### Problem details
Please write out each of the entries below word for word, omitting the pictures.
-.-.-
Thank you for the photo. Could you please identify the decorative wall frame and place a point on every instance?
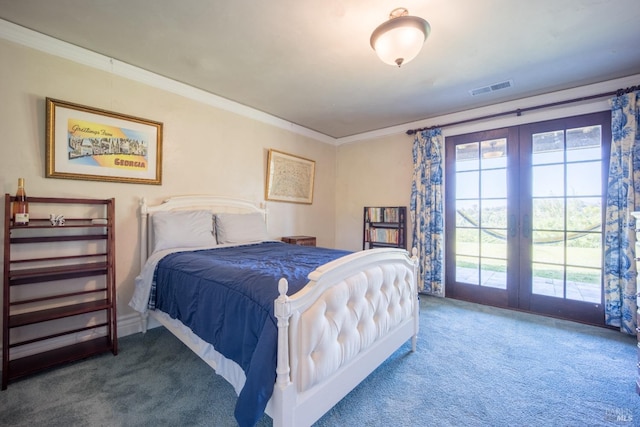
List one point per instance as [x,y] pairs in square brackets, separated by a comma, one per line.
[98,145]
[289,178]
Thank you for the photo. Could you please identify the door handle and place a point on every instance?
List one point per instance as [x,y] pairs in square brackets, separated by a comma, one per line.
-.-.-
### Reply to the exercise
Thank you for the photo. Could you please identify the decorative wall frame and place a point on every instance?
List one point per instance as [x,y] pairs in square brackets, separated by a comma, one per line.
[98,145]
[289,178]
Thank you for the photo. Could you please identify the door handle and place a point on every instance?
List one point per instance as [x,y] pairs in square brackets, separated by a comma, one per line.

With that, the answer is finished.